▶ [Records to process]:
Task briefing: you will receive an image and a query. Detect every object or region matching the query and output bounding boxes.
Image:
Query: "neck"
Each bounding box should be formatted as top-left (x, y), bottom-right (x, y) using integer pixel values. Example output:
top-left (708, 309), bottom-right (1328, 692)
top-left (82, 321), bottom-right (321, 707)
---
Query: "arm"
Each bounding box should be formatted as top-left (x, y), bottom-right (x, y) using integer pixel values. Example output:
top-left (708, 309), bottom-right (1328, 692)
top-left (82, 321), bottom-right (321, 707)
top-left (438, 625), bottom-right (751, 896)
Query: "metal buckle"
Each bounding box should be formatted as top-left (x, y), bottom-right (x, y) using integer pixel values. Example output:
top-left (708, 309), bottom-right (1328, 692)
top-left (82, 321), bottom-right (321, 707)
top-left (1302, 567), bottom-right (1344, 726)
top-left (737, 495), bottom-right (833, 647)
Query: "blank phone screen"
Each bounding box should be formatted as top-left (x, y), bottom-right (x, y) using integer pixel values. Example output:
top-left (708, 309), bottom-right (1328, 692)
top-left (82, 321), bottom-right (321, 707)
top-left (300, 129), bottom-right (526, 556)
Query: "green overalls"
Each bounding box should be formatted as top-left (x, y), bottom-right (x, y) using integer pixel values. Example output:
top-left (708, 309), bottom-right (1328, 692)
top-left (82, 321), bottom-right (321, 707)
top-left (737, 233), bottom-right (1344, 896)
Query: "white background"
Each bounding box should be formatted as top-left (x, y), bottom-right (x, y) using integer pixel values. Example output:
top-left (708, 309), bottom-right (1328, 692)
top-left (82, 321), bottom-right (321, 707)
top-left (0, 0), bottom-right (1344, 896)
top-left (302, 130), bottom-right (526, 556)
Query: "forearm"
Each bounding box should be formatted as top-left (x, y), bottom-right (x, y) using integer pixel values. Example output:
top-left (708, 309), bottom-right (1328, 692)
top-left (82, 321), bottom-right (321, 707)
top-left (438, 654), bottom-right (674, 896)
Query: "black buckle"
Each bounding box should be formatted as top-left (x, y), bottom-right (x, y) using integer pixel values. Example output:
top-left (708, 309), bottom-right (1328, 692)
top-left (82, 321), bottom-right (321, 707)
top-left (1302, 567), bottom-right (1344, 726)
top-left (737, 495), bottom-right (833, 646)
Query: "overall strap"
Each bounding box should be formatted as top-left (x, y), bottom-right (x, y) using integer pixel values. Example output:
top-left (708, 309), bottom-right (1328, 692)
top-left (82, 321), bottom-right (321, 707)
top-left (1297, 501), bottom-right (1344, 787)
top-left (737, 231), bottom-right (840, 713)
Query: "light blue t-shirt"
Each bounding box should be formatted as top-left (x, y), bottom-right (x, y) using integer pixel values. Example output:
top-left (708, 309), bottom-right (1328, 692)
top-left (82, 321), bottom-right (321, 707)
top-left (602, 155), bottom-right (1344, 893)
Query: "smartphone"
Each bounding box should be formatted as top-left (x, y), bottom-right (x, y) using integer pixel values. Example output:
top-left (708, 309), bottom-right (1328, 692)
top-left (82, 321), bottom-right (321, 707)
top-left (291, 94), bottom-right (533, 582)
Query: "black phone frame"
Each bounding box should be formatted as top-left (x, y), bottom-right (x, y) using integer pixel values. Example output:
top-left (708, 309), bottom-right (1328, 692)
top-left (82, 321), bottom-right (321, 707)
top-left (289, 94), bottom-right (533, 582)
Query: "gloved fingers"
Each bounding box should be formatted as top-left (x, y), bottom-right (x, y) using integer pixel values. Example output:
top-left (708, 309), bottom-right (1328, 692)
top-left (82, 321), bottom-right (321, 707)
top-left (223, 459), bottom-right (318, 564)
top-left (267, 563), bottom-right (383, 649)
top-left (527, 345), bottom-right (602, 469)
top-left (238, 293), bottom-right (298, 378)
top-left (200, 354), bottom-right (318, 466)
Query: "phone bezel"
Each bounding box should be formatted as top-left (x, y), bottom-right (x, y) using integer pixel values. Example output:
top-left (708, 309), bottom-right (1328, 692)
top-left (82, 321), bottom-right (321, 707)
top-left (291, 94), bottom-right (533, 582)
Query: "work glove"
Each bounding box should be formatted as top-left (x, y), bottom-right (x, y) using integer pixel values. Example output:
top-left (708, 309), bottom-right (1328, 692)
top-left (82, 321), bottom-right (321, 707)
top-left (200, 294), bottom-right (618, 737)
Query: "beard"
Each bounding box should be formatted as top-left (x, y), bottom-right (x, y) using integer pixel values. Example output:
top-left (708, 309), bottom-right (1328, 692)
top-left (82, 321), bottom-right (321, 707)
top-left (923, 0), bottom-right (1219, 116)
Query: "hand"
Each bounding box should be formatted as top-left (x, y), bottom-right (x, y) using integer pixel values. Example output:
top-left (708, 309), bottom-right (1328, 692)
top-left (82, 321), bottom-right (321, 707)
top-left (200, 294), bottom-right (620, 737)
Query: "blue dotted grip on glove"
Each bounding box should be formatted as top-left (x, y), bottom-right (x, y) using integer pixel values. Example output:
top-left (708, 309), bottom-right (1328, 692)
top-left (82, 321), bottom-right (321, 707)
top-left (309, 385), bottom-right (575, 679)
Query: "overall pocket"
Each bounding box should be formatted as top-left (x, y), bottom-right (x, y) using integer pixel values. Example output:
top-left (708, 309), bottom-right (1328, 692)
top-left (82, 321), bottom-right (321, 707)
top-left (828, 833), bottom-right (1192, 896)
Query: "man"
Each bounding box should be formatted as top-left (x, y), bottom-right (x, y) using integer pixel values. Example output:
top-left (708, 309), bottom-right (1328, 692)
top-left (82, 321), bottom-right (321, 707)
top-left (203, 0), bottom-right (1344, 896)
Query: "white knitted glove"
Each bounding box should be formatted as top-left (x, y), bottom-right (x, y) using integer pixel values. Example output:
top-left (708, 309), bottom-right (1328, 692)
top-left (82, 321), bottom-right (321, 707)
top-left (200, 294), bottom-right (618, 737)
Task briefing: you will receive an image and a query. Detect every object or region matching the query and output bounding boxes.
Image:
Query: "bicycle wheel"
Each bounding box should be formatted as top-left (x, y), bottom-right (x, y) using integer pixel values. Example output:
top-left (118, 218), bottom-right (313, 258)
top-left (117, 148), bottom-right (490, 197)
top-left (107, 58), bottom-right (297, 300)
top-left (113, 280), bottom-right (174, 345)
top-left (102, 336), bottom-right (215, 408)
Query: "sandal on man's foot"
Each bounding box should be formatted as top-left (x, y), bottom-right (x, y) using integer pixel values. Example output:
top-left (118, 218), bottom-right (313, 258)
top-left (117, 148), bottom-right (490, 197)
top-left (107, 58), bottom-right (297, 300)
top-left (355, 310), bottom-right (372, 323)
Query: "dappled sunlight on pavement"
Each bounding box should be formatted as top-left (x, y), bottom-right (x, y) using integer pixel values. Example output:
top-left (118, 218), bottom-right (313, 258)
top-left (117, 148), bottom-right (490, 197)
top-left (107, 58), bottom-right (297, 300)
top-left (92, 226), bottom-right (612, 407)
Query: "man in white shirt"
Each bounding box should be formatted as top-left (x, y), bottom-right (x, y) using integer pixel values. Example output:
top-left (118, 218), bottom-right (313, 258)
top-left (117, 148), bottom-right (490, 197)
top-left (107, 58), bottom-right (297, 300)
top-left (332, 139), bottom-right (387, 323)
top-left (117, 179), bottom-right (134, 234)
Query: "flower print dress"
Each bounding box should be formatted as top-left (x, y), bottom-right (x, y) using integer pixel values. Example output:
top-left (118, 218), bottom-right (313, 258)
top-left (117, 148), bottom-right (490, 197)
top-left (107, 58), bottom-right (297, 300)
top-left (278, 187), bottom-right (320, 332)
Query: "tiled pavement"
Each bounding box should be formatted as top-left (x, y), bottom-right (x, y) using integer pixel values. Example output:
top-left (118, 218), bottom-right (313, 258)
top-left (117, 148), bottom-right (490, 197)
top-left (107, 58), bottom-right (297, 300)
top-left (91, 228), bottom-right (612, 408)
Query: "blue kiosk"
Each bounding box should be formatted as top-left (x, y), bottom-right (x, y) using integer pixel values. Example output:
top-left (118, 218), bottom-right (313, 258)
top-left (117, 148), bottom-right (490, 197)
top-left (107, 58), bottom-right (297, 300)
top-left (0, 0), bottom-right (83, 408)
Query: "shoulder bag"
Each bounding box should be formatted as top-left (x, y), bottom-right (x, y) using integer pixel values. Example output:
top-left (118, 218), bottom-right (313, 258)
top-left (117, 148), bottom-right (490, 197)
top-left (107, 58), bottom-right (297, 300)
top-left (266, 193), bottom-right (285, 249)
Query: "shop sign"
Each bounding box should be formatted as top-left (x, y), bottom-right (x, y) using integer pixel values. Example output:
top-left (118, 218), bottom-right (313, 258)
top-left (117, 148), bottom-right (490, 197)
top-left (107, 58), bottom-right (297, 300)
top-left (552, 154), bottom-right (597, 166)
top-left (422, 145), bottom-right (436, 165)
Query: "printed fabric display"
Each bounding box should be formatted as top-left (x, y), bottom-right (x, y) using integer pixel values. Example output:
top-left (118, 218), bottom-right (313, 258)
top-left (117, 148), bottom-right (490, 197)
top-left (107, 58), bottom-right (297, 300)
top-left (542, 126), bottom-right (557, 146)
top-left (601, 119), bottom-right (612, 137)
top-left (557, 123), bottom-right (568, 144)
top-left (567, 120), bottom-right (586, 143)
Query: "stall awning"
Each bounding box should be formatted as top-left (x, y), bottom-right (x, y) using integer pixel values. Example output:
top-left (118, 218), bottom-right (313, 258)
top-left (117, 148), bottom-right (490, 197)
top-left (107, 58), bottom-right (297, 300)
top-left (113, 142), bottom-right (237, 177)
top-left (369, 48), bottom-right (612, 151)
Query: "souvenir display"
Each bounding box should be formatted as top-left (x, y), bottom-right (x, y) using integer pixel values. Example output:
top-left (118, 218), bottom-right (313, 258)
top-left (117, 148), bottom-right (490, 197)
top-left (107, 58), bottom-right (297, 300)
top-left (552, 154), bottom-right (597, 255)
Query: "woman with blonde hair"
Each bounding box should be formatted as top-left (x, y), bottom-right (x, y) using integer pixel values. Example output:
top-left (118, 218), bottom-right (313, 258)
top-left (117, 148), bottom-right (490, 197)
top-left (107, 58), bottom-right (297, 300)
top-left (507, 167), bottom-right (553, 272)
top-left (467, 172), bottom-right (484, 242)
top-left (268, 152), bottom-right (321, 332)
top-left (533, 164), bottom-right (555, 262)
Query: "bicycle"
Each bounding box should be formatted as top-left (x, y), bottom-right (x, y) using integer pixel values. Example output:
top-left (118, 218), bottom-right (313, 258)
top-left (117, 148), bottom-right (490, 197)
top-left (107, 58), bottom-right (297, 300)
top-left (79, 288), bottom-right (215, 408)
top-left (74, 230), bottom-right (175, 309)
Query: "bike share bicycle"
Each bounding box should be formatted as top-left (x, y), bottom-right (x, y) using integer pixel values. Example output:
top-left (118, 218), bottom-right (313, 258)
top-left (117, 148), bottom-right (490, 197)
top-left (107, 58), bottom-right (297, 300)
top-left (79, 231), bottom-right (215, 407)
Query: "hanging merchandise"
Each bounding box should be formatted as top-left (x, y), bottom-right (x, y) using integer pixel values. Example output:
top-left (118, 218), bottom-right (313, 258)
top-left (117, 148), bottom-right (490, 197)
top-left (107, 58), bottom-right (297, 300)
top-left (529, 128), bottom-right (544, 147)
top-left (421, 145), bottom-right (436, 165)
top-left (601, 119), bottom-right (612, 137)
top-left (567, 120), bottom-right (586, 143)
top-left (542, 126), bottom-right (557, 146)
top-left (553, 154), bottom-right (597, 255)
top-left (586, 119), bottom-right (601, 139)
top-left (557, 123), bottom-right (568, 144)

▶ [What you have to do]:
Extract every line in the entries above that contains the word "buckle".

▶ [Result of the task]:
Query: "metal buckle"
Query: "black buckle"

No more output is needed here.